Daniel Molloy (Eric Bogosian) may have completed his second interview with the vampire Louis de Pointe du Lac (Jacob Anderson) in Dubai, but the two-time Pulitzer Prize-winning investigative journalist could not resist unraveling the biggest secret that underlied Louis’ strained, 77-year relationship with the vampire Armand (Assad Zaman).

In the season two finale of AMC’s adaptation of Anne Rice’s Interview With the Vampire, Daniel — with the help of the secret society known as the Talamasca, which investigates and monitors supernatural beings — discovers Armand’s biggest betrayal of Louis. Not only did Armand report Louis and Claudia (Delainey Hayles) for turning Claudia’s companion, Madeleine (Roxane Duran), into a vampire and for violating vampiric laws, but Armand also directed the show trial that was supposed to lead to the demise of all three at the Théâtre des Vampires in Paris.

The penultimate episode had ended with flashbacks to that fateful day: Louis is shoved into a coffin filled with gravel and locked in a crypt to die from starvation. And, in one of the most harrowing death scenes in recent memory, Claudia and Madeleine are burned to death by sunlight. While Armand has repeatedly maintained that he only had enough willpower to force the audience members to give the order to banish, rather than kill, Louis, Daniel pieces together that it was actually Lestat de Lioncourt (Sam Reid), whom Louis and Claudia attempted to kill in New Orleans at the end of season one, who saved Louis’ life.

[DATA EXCERPTS]
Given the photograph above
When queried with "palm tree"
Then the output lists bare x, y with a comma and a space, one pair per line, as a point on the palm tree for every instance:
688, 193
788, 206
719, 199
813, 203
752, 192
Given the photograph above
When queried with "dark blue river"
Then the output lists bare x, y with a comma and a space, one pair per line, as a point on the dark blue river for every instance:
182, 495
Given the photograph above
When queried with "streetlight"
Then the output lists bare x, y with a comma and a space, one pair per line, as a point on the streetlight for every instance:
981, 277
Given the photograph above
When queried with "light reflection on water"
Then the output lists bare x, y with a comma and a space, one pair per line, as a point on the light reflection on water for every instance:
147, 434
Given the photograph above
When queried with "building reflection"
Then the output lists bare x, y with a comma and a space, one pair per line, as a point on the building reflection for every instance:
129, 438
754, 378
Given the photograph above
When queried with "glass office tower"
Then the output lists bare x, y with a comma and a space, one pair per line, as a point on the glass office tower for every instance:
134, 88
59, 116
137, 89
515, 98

[REQUESTS]
(A) Can you extract the part of the vampire recap starting at "Daniel Molloy (Eric" and ending at "Armand (Assad Zaman)."?
(B) Which lines of the listing contain the string "river"? Pull each of them out word for word.
The vampire recap and the listing come from unrelated sources.

[SOLUTIONS TO EACH TASK]
(A)
Daniel Molloy (Eric Bogosian) may have completed his second interview with the vampire Louis de Pointe du Lac (Jacob Anderson) in Dubai, but the two-time Pulitzer Prize-winning investigative journalist could not resist unraveling the biggest secret that underlied Louis’ strained, 77-year relationship with the vampire Armand (Assad Zaman).

(B)
When queried with "dark blue river"
Then the output lists bare x, y with a comma and a space, one pair per line, as a point on the dark blue river for every instance:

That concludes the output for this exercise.